Source extract:
=-=-=-=-=

3.9. Exodus as a Celebrated Lost Part of the Homonymy “Israel”

I would, however, like to highlight an underappreciated or, indeed, forgotten element of the narrative of which the homonymy of Israel is a part. This element has to do with the canonized version of the Five Books of Moses. The canon was built on the five books of Moses, which meant the sixth book, that of Jehoshua, was placed in the Prophets. What that means, however, is that, from a narrative standpoint, The Five Books is a cliffhanger. It also means the main narrative move or constitutive move, or, if I may borrow the term, “existential” move of the Five Books is what is either under-translated as “exodus” or over-translated as “expulsion” of Israel from Egypt.
It, rather, is a movement of getting out (I am very close to say “a movement of forgetting”, as it is not necessarily that Israelites leave Egypt, but rather that Egypt, through the exodus, forgoes them and they it. This movement of getting out from Egypt integrates therein the getting of the first husband and wife out from the Gan Eden, of Abraham from his Heimat, and most obviously, the moving out of Israel or the moving of Hebrews (for Egyptians) out of Egypt.
This moving out, getting out (and if I can still risk it, forgetting) is the constitutive of the foundational narrative of Israelites. The Five Books are centered at and stop at that move, reaching, as they are, at the cliff right before its conclusion. Getting out of Egypt is the cliffhanger. Of course there is a sequel, and not one. In the books of Prophets, the history of Israel in relation to land and landing begins. Yet, in a substantial way, the sequel repeats the main move: landing, having the moment of exodus fall out of keep, the forgetting of the moment of exodus, the repeat of an exodus followed by another landing, followed by forgetting.
Importantly, here, being forgotten is not a Heimat, but rather the Exodus and the G-d of exodus therewith. This is a forgetting that is radically different from what Heidegger had; even if the Biblical “exodus” is, too, in Heidegger’s words, far from “an experience of the soul”. Exodus, landing, forgetting, and new exodus are all outside of what psychology of the “experience of the soul” (including the soul of a nation) can account for. The prophetic motive of forgetting the G-d of Exodus is not an experience of the soul either. Instead, the forgetting strikes where one seems to worship the G-d of Exodus in the most obvious way: though the sacrifices in the land-based shrine of the Holy Temple and of the Holy of the Holies therein. Forgetting of exodus is not a psychological movement, which has no space, but rather a spatial movement: landing.
The constitutive move first expressed in the Five Books becomes and continues to be the main concern of Israel’s history: not to forget. Specifically, it means how exactly not to forget the exodus behind the landing. If, in Heidegger, forgetting is instigated by expulsion/exodus form the Heimat, the Biblical forgetting is the forgetting of the exodus.

3.10. The Forgotten Exodus in the Two Talmuds

3.10.1. The Babylonian Fumes of Forgetting a What

Drawing closer to the pages of the two Talmuds, I would like to highlight the elements of this problematization of forgetting and forgetfulness of Exodus in two different iterations: in the Palestinian and Babylonian rabbinic schools of rhetoric. It is easier to begin with the Babylonian schools because the politics of forgetting in these schools is, for us, the moderners, easier to be grasped. In the Babylonian Talmud, Tractate Sanhedrin, there is a sensitivity the rabbis express about their schools located in Babylon as the place where the Biblical Babylonian Tower was.10 The fumes of forgetting are still there, coming from that very place, even if the tower is no longer, the rabbis felt. These fumes are still dangerous, for them. The existential concern for their—if you wish a modern term—diasporic community is as follows: how not to forget the Mishnah or, even more broadly, the Torah beyond what the community has in the Scripture.

=-=-=-=-=

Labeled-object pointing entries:
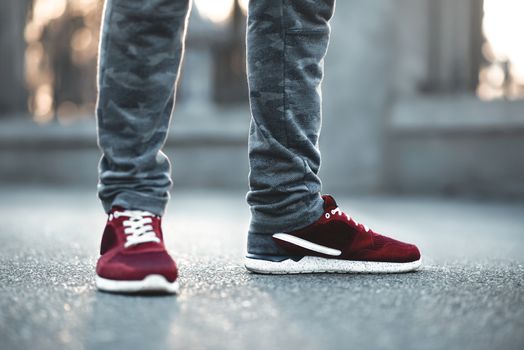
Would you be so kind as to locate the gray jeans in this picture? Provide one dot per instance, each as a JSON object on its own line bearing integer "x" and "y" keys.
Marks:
{"x": 141, "y": 47}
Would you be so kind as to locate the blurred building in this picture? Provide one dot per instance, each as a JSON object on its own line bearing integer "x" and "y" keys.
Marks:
{"x": 417, "y": 99}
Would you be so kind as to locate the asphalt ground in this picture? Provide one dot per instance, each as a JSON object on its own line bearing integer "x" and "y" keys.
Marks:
{"x": 468, "y": 295}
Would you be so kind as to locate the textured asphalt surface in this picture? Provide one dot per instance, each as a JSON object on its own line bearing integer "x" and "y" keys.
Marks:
{"x": 469, "y": 295}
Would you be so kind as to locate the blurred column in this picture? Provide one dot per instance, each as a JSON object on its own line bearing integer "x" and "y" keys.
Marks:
{"x": 455, "y": 41}
{"x": 13, "y": 95}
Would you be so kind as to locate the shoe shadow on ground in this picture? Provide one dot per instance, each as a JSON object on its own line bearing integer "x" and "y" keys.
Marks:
{"x": 122, "y": 321}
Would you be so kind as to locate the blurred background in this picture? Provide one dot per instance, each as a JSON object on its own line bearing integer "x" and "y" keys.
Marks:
{"x": 420, "y": 97}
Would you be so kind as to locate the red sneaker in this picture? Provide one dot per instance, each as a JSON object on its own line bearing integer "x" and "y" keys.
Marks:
{"x": 133, "y": 256}
{"x": 336, "y": 243}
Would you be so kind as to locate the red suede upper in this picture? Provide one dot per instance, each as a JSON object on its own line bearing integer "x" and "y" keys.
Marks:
{"x": 135, "y": 262}
{"x": 334, "y": 229}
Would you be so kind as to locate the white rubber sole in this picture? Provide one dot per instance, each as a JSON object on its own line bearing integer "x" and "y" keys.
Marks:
{"x": 150, "y": 284}
{"x": 313, "y": 264}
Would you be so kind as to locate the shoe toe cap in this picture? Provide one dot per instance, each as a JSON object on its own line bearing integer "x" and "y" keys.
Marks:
{"x": 137, "y": 266}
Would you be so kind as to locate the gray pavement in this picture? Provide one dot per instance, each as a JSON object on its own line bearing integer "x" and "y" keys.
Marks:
{"x": 469, "y": 295}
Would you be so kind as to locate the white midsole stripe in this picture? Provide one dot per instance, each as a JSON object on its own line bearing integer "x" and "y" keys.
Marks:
{"x": 307, "y": 244}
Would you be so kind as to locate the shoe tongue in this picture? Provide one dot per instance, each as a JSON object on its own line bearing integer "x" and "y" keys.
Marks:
{"x": 117, "y": 208}
{"x": 329, "y": 202}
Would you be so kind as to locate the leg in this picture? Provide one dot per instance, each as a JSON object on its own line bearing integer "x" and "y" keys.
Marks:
{"x": 287, "y": 42}
{"x": 142, "y": 43}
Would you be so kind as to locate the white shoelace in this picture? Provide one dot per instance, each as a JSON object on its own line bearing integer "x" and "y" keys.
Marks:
{"x": 137, "y": 227}
{"x": 339, "y": 212}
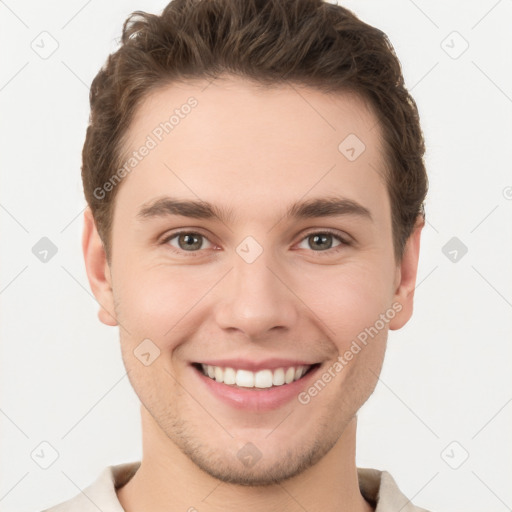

=-=-=-=-=

List every section heading in the text on Exodus and forgetting, including its number. The lines play no part in this exercise.

Solution for this task:
3.9. Exodus as a Celebrated Lost Part of the Homonymy “Israel”
3.10. The Forgotten Exodus in the Two Talmuds
3.10.1. The Babylonian Fumes of Forgetting a What